> _Provided text_
BEGIN

The study, published in the journal Nature, details how a flash of light could be used to weaken or strengthen connections between neurons, effectively turning a memory on and off in the process.

This, researchers argue, is significant evidence supporting the theory that memories consist of specifically strengthened neural connections.

Thomas R. Insel, M.D., director of the National Institute of Mental Health (NIMH), said in a statement that this research could help scientists understand how symptomatic loss of memory, as seen in Alzheimer's disease, occurs.

"This improved understanding of how memory works may [also] hold clues to taking control of runaway emotional memories in mental illnesses, such as post-traumatic stress disorder," he added.

According to the study, researchers reached their findings after applying an optogenetic probing technique to the brains of lab mice. Optogentics uses the same cellular reactions that allow simple organisms like algae to react strongly to light.

In this study, the brains of lab rats were made light sensitive - controlling specific brain circuit components with a well-targeted and harmless laser.

These rats were then subjected to minor shocks accompanied with specifically aimed flashes of the laser into portions of their brain suspected to contain fear-memory related circuits.

Some of the rats received long-term potentiating (LTP) flashes, which encouraged stronger neural connections, while other rats received long-term depression (LTD) flashes, which countered the formation of strong connections theorized to be associated with memory formation.

Interestingly, the rats who received the LTP flashes appeared to become freighted and pained, being forced to remember the shock. While mice who received the LTD flashes were relaxed, not remembering the shock at all, even right after it occurred. Observed chemical changes in the rats' brains helped support these observations.

"In addition to eliminating any doubt about a link between LTP/LTD with memories, this work highlights the staggering potential of precision targeting and circuit manipulation for alleviating maladaptive memories," project officer Chiiko Asanuma said.

The researchers also suggest that weakening synapses in the brain, resulting in weakened neural connections, may explain a loss of memory experienced by Alzheimer's patients.

The study was published in Nature on June 1.

END

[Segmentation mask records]
BEGIN

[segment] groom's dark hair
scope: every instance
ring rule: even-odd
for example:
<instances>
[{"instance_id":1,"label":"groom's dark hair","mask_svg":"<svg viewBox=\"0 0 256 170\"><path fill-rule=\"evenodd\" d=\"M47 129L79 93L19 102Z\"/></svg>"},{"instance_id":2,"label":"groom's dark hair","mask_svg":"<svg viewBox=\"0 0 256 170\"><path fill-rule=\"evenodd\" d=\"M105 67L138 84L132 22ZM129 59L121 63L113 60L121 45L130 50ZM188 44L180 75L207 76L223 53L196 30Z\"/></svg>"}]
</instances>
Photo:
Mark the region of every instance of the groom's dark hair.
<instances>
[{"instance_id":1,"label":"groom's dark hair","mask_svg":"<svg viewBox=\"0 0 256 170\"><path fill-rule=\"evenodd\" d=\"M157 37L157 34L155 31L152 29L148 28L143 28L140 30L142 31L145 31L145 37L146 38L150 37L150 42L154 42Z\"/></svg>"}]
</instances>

END

> _Problem_
Revise the passage on the light-controlled memory study between "The researchers also" and "Nature on June 1.", inclusive, substituting "people with Alzheimer's disease" for "Alzheimer's patients".

> _Response to this exercise_
The researchers also suggest that weakening synapses in the brain, resulting in weakened neural connections, may explain a loss of memory experienced by people with Alzheimer's disease.

The study was published in Nature on June 1.